_Source passage_.
^^^^

Lent 5 midweek sermon: Romans 7.1–8.1
This sermon concludes our Lenten midweek services, wherein we read and meditated upon Romans 4:1–8:1.
When President Bush landed on USS Abraham Lincoln on May 1, 2003 to announce the end of major combat operations in Iraq, there was a banner displaying the words “Mission Accomplished.” That phrase would later come to haunt Bush’s presidency, as the insurgency in Iraq grew more and more deadly.
The complicated military situation in Iraq – a swift conventional victory, followed by years of guerilla warfare against hidden enemies – is a pretty good analogy to the situation we as Christians find ourselves in. On the one hand, victory has been accomplished, as we heard two weeks ago in Rom. 6: “We were therefore buried with [Christ] through baptism in order that, just as Christ was raised from the dead through the glory of the Father, we too may live a new life.” Christ’s victory in His cross and resurrection is ours in Holy Baptism. Mission Accomplished.
And yet, there is an insurgency within us that is not happy, not happy at all about the regime change. Our flesh was and remains quite enamored with the former tyrant. The things the commandments forbid, the flesh loves. What the Spirit leads us toward, the flesh resists, and what the Spirit urges us to reject, the flesh lures us toward.
It is a warfare going on inside each of us, a battle of wills, a struggle to the death between the new man, led by the Spirit, and the old Adam, who delights in sin and seeks only what pleases the self. Your will wants to love God, wants to hear the Word, wants to pray, wants to honor authorities; you want to help your neighbor, live a life of chastity and fidelity, be free of the desire for money and possessions, and speak what is kind and helpful. But we find in ourselves another will – a will that only does those things out of compulsion, and in truth hates it all. That fleshly will spins cunning tales of deception, is ready to bite and devour others, is filled with a lust for money, power, sex, all kind of physical gratification, and dishonors parents, pastors, presidents, hates to pray, hates to listen, especially to God’s Word, and ultimately has no respect for God whatsoever.
That was St. Paul’s experience. That’s my own experience. And if you dare to truly examine yourself, you’ll find it’s your own experience as well. Dr. Luther said, “There is no one among us who does not possess a big, fat share of the flesh; a whole kneeding trough full.” Those two wills, forces, desires, are battling it out within you every day. You have been baptized, your sins are forgiven, the Holy Spirit bestowed, heaven promised, and yet that natural man, like an army of insurgents, stubbornly remains and seeks to thwart the new will, resisting every impulse of the Holy Spirit.
All that is what St. Paul describes when he says, “What I will to do, that I do not practice; but what I hate, that I do.” What is the origin of these things that we hate yet nevertheless find ourselves doing? “I know,” he says, “that in me (that is, in my flesh) nothing good dwells.” We all have a big fat share of that flesh, and the longer we are Christians, the more we see how deep, insidious, wicked and depraved we really are. Our capacity for evil is horrifying in its enormity.

^^^^

_Actions to take_.
1. Repeat the passage of the sermon from "Lent 5 midweek" up to and including "and more deadly.".
2. According to the sermon, what words did the banner display when President Bush landed on USS Abraham Lincoln?

^^^^

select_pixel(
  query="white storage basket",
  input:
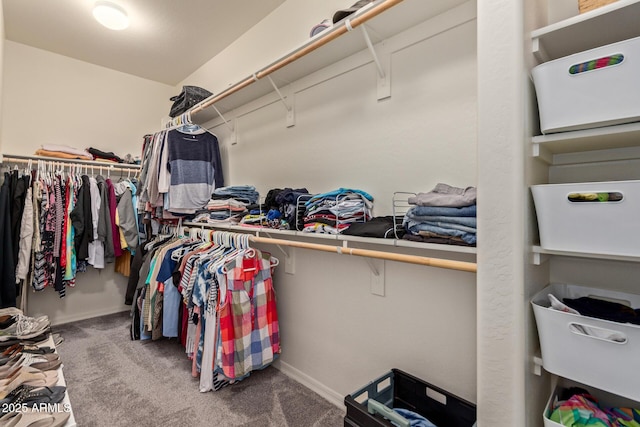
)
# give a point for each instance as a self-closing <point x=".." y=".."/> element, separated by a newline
<point x="604" y="399"/>
<point x="607" y="364"/>
<point x="598" y="87"/>
<point x="601" y="226"/>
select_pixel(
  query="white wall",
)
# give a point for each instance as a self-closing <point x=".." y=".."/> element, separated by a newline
<point x="281" y="31"/>
<point x="336" y="335"/>
<point x="50" y="98"/>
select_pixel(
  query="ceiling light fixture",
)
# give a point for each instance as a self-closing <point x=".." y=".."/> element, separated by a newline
<point x="110" y="15"/>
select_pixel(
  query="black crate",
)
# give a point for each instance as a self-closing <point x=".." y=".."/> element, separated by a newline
<point x="397" y="389"/>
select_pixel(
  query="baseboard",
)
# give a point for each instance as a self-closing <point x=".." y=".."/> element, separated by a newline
<point x="85" y="316"/>
<point x="315" y="385"/>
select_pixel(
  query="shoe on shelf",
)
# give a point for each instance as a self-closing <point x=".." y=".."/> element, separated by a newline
<point x="25" y="328"/>
<point x="30" y="327"/>
<point x="28" y="376"/>
<point x="43" y="362"/>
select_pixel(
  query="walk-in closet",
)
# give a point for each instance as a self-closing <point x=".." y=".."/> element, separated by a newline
<point x="311" y="213"/>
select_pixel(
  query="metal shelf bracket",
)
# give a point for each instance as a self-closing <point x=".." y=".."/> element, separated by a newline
<point x="291" y="117"/>
<point x="382" y="65"/>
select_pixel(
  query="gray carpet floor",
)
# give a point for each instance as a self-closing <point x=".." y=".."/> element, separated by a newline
<point x="113" y="381"/>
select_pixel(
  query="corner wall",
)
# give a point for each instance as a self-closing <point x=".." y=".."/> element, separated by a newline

^^^^

_Expected answers_.
1.
Lent 5 midweek sermon: Romans 7.1–8.1
This sermon concludes our Lenten midweek services, wherein we read and meditated upon Romans 4:1–8:1.
When President Bush landed on USS Abraham Lincoln on May 1, 2003 to announce the end of major combat operations in Iraq, there was a banner displaying the words “Mission Accomplished.” That phrase would later come to haunt Bush’s presidency, as the insurgency in Iraq grew more and more deadly.

2. "Mission Accomplished."